SHORT TASK:
From the passage below on illegal contracts and wartime intercourse, list every court case it names, ignoring the listing that follows it.

Courts of justice, even with the consent of the opposite party, will not enforce a right or contract in violation of a statute, although not expressly declared void by the enactment. Powell, Contr. 166; Comyns, Contr. 59; Bank v. Owens, 2 Pet. 527; Coppel v. Hall, 7 Wall. 542.
In war, says Chancellor Kent, every individual of the one nation must acknowledge every individual of the other nation as his own enemy, because the enemy of his country. It reaches to intercourse, transfer or removal of property, to all negotiation and contracts, to all communication, to all locomotive intercourse, to a state of utter occlusion to any intercourse but one of open hostility, and to any meeting but in actual combat. Griswold v. Waddington, 16 Johns. (N. Y.) 438; The Rapid, 8 Cranch, 155.
All intercourse, says Story, between the subjects and citizens of the belligerent countries is illegal, unless sanctioned by the authority of the government, or in the exercise of the rights of humanity. The Julia, 8 Cranch, 181.
If a plaintiff cannot open his case without showing that he has broken the law, courts of justice will not assist him to recover, whatever the equities of his case may be. Fowler v. Scully, 72 Pa. St. 456.
Support to the opposite theory, it is supposed, may be derived from the case of Kershaw v. Kelsey (100 Mass. 561); but it is difficult to see what foundation there is for the supposition, if the decision is confined, as it should be, to the matters involved in the controversy. Take the facts as reported, and they are as follows: That the defendant, a citizen of Massachusetts, being in Mississippi in February, 1864, took a lease for one year from the plaintiff, a citizen of Mississippi, of a cotton plantation situated in the latter State, for a rent of $10,000, half in cash and half to be paid out of the cotton crop; the lessor agreeing to deliver, and the lessee to receive and pay for, the value of the corn then on the plantation.
It did not appear whether the defendant went into that State before the war or after it began; nor was there any evidence of any intent on the part of either party to violate or evade the laws, or to oppose or injure the United States. Every presumption of that sort is negatived; but it appeared that the defendant paid the first instalment of rent, took possession of the premises, used the corn there, provided the plantation with supplies to the amount of $5,000, planted and sowed it, and, in the early spring, was driven away by rebel soldiers, and never but once afterwards returned to the plantation.

Items listed in a dataset:
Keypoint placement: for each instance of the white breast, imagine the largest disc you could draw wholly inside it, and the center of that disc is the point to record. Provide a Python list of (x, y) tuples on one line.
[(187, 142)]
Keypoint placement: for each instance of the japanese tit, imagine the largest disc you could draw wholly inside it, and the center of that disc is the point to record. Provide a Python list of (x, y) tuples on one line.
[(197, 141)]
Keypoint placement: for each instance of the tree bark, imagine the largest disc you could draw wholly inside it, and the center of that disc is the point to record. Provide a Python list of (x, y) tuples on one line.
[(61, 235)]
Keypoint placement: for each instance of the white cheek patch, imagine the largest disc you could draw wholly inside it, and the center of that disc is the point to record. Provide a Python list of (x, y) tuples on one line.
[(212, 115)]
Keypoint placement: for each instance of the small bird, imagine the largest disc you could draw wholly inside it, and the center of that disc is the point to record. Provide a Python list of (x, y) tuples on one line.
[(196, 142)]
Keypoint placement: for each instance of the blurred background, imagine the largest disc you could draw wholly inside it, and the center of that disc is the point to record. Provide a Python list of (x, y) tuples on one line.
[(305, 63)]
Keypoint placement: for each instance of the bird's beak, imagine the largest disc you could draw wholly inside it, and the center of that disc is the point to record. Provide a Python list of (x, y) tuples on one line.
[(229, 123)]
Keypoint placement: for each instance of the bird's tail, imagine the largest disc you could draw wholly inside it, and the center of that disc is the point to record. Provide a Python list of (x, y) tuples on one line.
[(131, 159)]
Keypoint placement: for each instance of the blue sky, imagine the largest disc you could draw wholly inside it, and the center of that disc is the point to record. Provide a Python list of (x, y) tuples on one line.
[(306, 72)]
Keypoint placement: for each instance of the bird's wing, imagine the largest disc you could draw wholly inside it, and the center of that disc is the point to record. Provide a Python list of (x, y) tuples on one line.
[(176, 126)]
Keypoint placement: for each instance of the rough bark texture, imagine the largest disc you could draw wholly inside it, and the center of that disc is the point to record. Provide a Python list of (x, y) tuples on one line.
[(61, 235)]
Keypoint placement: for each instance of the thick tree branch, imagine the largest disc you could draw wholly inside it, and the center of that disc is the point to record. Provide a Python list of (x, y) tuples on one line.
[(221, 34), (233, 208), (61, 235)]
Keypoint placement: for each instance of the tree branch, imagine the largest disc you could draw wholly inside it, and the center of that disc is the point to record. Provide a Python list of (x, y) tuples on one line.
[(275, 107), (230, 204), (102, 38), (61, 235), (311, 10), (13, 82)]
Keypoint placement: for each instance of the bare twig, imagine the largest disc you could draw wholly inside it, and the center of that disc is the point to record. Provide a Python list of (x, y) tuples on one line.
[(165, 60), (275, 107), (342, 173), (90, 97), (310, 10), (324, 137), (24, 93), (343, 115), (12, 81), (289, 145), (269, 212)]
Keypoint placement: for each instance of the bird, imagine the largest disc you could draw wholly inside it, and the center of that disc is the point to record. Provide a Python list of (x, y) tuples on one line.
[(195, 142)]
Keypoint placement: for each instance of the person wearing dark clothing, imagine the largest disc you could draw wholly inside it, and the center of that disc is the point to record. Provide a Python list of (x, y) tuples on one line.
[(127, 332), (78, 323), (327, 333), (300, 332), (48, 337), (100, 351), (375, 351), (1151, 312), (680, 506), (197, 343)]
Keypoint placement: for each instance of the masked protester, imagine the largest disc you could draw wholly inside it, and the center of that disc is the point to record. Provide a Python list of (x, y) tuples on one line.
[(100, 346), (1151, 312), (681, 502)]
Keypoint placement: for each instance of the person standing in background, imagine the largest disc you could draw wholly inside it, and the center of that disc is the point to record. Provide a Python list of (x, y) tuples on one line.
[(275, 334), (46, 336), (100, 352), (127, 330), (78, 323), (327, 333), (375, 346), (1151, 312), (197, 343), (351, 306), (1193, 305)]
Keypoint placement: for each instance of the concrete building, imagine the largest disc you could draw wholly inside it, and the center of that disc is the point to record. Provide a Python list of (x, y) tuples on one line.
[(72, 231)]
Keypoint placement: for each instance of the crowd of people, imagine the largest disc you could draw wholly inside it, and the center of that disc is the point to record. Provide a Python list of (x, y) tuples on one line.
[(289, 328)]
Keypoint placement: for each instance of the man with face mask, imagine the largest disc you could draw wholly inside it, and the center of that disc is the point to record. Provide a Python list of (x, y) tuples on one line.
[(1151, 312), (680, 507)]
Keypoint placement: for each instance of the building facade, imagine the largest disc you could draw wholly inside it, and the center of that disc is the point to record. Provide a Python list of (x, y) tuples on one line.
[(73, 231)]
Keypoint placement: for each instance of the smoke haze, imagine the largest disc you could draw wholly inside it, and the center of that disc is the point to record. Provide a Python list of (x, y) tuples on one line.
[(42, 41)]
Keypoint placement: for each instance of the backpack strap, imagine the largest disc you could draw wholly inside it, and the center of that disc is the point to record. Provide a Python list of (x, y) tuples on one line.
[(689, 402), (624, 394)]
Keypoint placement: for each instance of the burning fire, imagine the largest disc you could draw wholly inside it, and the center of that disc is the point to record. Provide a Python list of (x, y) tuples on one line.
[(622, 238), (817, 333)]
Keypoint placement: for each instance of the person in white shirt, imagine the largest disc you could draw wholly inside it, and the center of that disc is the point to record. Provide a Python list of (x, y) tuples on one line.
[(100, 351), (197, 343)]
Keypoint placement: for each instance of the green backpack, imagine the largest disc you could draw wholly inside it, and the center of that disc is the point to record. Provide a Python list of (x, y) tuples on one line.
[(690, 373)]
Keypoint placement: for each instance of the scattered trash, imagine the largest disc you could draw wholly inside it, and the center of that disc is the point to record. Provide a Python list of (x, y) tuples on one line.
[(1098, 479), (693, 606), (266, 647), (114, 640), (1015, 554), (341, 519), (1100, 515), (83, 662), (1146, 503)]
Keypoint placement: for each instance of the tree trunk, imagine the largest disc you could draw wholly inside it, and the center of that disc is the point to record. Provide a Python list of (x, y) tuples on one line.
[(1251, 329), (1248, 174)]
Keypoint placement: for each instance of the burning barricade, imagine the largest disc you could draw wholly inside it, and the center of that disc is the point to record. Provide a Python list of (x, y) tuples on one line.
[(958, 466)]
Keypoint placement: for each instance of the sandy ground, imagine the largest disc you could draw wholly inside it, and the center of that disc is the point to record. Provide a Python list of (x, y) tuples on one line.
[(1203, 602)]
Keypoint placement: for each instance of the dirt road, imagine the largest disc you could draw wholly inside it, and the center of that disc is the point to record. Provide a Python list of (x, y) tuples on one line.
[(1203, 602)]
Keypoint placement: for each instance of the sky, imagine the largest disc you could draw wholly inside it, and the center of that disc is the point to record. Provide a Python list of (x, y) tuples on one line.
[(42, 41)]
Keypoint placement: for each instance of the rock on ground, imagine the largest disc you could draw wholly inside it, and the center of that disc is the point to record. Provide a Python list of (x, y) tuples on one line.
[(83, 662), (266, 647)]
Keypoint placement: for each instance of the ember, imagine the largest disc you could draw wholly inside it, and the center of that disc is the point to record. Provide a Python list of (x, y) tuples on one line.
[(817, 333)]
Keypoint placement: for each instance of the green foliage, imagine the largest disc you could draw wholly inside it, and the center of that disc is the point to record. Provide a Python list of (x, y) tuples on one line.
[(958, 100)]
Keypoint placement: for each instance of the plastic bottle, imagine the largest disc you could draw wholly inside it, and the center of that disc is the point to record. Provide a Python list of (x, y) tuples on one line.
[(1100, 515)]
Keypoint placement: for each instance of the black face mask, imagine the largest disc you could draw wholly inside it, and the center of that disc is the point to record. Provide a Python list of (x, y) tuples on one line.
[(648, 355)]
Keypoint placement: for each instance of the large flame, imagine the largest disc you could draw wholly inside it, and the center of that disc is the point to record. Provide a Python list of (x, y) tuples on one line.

TASK ANSWER:
Bank v. Owens
Coppel v. Hall
Griswold v. Waddington
The Rapid
The Julia
Fowler v. Scully
Kershaw v. Kelsey